> _ARBEITSANWEISUNGEN_
**1)** Nenne alle Kaufhäuser, die im Textauszug namentlich vorkommen.
**2)** Übernimm aus dem Textauszug wortgetreu die Passage von „New Yorks nobler“ bis einschließlich „Konzert bei Bloomingdale’s.“.
+++ TEXTAUSZUG
New Yorks nobler Kaufhaus­betreiber Bloomingdale’s war in diesem Jahr bei der tradi­tionellen Eröffnung seiner aufwendig dekorierten Weihnachtsschaufenster Ende November besonders spendabel. Um die Kunden auf die wichtigste Einkaufssaison, die Tage zwischen Thanksgiving am Donnerstag und dem Cyber-Monday, einzustimmen, gab R & B-Star John Legend ein Konzert bei Bloomingdale’s.

Auch andere Kaufhäuser wie Saks, Nordstrom oder Kohl’s legten sich zum Start der Shopping-Saison mächtig ins Zeug. Allerdings dürfte das Funkeln und Glitzern samt lieblicher Klänge in den Passagen den starken Trend zum Online-Einkauf kaum bremsen.

9,4 Milliarden Dollar am Tag


Rund 190 Millionen Schnäppchen­jäger waren in den USA zwischen Donnerstag und Montag online unterwegs, so viele wie nie zuvor. Groß eingekauft wurde vor allem am Cyber-Monday. Bestellt wurden Waren im Wert von 9,4 Milliarden Dollar, meldete Adobe Analytics. In der Spitze wurden pro Minute zwölf Millionen Dollar umgesetzt. Via Handy wurden erstmals Waren im Wert von mehr als drei Milliarden Dollar bestellt. Knapp 40 Prozent der Bestellungen liefen über das für viele wichtigste Accessoire im Alltag.

In der digitalen Einkaufswelt wird bisher vor allem Onlineriese Amazon von Jahr zu Jahr stärker. Firmengründer Jeff Bezos machte früh eine klare Ansage an die Konkurrenz: "Deine Marge ist meine Chance." Im Onlinehandel nähert sich Amazons Anteil in den USA der 50-Prozent-Marke. Im gesamten Einzelhandel sind es mehr als sechs Prozent. Die aggressive Strategie ist auch außerhalb des Handels erfolgreich, etwa im Streaminggeschäft.
++++++
+++ ERFASSTE DATEN
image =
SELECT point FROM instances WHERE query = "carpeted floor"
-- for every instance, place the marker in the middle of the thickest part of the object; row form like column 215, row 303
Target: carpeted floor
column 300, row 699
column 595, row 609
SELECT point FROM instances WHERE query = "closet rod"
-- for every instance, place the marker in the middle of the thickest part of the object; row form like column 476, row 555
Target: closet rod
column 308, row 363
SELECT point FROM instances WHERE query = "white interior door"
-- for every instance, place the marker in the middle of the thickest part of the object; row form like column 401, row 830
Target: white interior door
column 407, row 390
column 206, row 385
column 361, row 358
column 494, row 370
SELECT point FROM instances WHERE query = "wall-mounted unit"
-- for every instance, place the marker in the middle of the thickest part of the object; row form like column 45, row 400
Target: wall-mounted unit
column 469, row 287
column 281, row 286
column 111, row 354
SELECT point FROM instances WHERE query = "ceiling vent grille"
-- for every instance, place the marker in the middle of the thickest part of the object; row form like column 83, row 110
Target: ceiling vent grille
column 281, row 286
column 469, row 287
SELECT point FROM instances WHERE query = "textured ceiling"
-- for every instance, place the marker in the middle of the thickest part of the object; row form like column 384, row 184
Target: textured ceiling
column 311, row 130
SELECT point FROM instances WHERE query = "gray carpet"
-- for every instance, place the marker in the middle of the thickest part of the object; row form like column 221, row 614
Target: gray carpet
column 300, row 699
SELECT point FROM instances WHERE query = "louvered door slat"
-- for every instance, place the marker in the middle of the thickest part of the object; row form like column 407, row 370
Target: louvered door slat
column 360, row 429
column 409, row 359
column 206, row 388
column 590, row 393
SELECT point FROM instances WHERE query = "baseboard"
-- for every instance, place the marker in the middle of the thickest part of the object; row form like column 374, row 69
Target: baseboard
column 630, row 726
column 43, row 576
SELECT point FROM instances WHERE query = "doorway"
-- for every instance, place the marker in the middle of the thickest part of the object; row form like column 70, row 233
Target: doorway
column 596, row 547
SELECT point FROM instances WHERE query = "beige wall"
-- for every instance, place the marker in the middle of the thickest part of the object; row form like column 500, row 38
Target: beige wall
++++++
> _LÖSUNGEN_
**1)** Bloomingdale’s, Saks, Nordstrom, Kohl’s

**2)**
New Yorks nobler Kaufhaus­betreiber Bloomingdale’s war in diesem Jahr bei der tradi­tionellen Eröffnung seiner aufwendig dekorierten Weihnachtsschaufenster Ende November besonders spendabel. Um die Kunden auf die wichtigste Einkaufssaison, die Tage zwischen Thanksgiving am Donnerstag und dem Cyber-Monday, einzustimmen, gab R & B-Star John Legend ein Konzert bei Bloomingdale’s.